Required tasks:
[A] Answer these questions using the tendon stiffness passage:
(i) In what unit is tendon stiffness measured?
(ii) How much did stiffness increase in the placebo group, in newtons per millimeter?
(iii) Where was the tendon hypertrophy concentrated?
[B] Copy the tendon stiffness passage between "Tendon stiffness is measured" and "powerful force transmission.", inclusive, and change "deformation" to "elongation".

Source passage START

Tendon stiffness is the most functionally relevant measurement because it reflects the combined outcome of both structural growth (cross sectional area) and material improvements (Young’s modulus). A stiffer tendon transfers force more efficiently from muscle to bone, reducing energy loss and improving movement efficiency and power output.

Tendon stiffness is measured in newtons per millimeter (N/mm) — basically, how much force is required to stretch the tendon a given distance. A higher number means the tendon is more resistant to deformation under load, allowing for quicker, more powerful force transmission.

• Collagen group: Dramatic 56% increase in stiffness (+661 N/mm)

• Placebo group: Modest 19% increase (+247 N/mm).

This means that after three months of training, the tendons in the collagen group required far more force to stretch the same distance as before, making them more resilient and efficient at transmitting force.

Why This Matters

One of the big questions driving this study was: Do middle-aged tendons still have the ability to adapt when provided with the right stimulus?

The results offer a clear answer: Yes.

Collagen supplementation enhanced the tendon’s remodeling response to resistance training — leading to greater structural growth, improved material properties, and superior stiffness adaptations. In effect, these changes appear to restore some of the strength and organization seen in younger tissue.

This has several key real-world implications:

Greater tendon growth at key stress points.

The fact that hypertrophy was concentrated at the attachment sites is significant. These regions bear the most mechanical stress and are common sites of overuse injuries like tendinopathy. Strengthening them may improve load-bearing capacity and reduce injury risk over time.

Stronger tendon tissue, not just bigger tendons.

A larger tendon isn’t necessarily a better tendon. What matters is internal structure — how well the collagen fibers are aligned, connected, and densely packed. Improvements in Young’s modulus suggest that collagen supplementation didn’t just increase tendon size; it improved the quality of the tissue itself, making it more resilient and efficient at transmitting force.

Source passage END
Supplied data START

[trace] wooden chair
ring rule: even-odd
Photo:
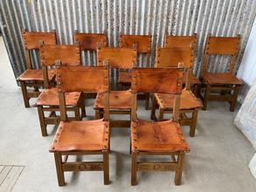
[[[185,88],[182,91],[180,105],[180,123],[182,126],[190,126],[190,135],[195,136],[198,110],[202,104],[190,90],[194,58],[193,45],[190,47],[157,48],[156,51],[156,67],[175,67],[182,62],[186,69]],[[174,96],[164,93],[155,93],[152,102],[151,119],[156,120],[156,108],[159,106],[157,120],[163,120],[163,114],[173,110]],[[189,114],[189,115],[188,115]]]
[[[64,172],[103,171],[109,183],[109,77],[107,66],[57,66],[61,122],[50,152],[54,154],[59,186],[65,185]],[[97,75],[96,75],[97,74]],[[80,79],[80,80],[78,80]],[[104,94],[104,118],[70,121],[66,118],[67,93],[93,92]],[[102,161],[67,161],[68,155],[102,154]],[[62,156],[65,156],[62,160]]]
[[[166,33],[164,38],[164,48],[185,48],[190,47],[192,45],[193,48],[196,47],[197,44],[197,34],[195,33],[192,36],[174,36],[168,35]],[[195,51],[195,49],[194,49]],[[193,56],[195,53],[193,52]],[[193,66],[193,65],[192,65]],[[186,79],[183,79],[183,86],[186,84]],[[200,91],[200,81],[191,73],[190,76],[190,86],[194,94],[197,97],[199,97]]]
[[[98,48],[98,65],[102,65],[103,60],[107,60],[113,69],[131,69],[136,62],[136,48]],[[110,114],[129,114],[131,111],[130,90],[111,91],[109,93]],[[95,103],[95,118],[100,119],[104,113],[103,95],[98,93]],[[110,120],[110,127],[129,127],[130,120]]]
[[[132,71],[131,184],[136,185],[137,171],[176,171],[175,184],[180,185],[185,152],[189,145],[178,123],[182,68],[134,68]],[[151,122],[137,119],[138,93],[158,93],[175,95],[173,119]],[[168,155],[172,161],[138,161],[139,155]]]
[[[239,90],[243,85],[235,75],[235,64],[239,49],[240,35],[237,37],[211,37],[208,35],[203,58],[202,79],[205,84],[203,109],[206,110],[209,100],[229,101],[230,111],[233,112],[237,103]],[[229,69],[226,72],[208,72],[207,65],[210,55],[231,56]],[[215,94],[211,94],[215,91]],[[216,92],[219,92],[216,94]]]
[[[49,83],[48,67],[54,66],[56,60],[60,60],[63,64],[67,65],[80,65],[80,53],[79,45],[56,45],[41,43],[39,49],[45,89],[39,95],[36,105],[38,107],[42,136],[46,136],[47,125],[59,125],[59,116],[56,115],[56,112],[59,111],[58,89],[57,87],[51,86]],[[68,93],[66,94],[66,110],[73,112],[75,115],[75,118],[70,117],[70,119],[80,120],[86,116],[82,93]],[[81,109],[81,116],[80,114],[80,109]],[[46,112],[50,112],[48,117],[45,116]]]
[[[105,33],[83,33],[75,31],[74,41],[80,44],[81,51],[97,51],[98,45],[107,46],[107,34]]]
[[[44,41],[48,45],[56,45],[56,33],[54,32],[29,32],[23,31],[23,40],[26,57],[27,69],[17,79],[20,83],[24,103],[25,107],[30,107],[30,99],[37,98],[40,94],[39,87],[44,86],[43,72],[40,69],[34,69],[31,51],[38,51],[39,41]],[[55,78],[54,71],[49,71],[49,80],[53,81]],[[33,87],[31,92],[27,88]]]
[[[138,54],[146,54],[146,67],[150,66],[150,55],[151,55],[151,35],[120,35],[119,43],[120,47],[133,48],[133,45],[137,46]],[[139,58],[139,57],[138,57]],[[138,63],[138,61],[137,61]],[[131,84],[131,72],[120,71],[118,76],[118,85],[122,89],[126,86],[130,87]],[[146,109],[149,110],[149,95],[145,95]]]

Supplied data END

Expected responses:
[A]
(i) Newtons per millimeter (N/mm).
(ii) +247 N/mm, a 19% increase.
(iii) At the attachment sites.

[B]
Tendon stiffness is measured in newtons per millimeter (N/mm) — basically, how much force is required to stretch the tendon a given distance. A higher number means the tendon is more resistant to elongation under load, allowing for quicker, more powerful force transmission.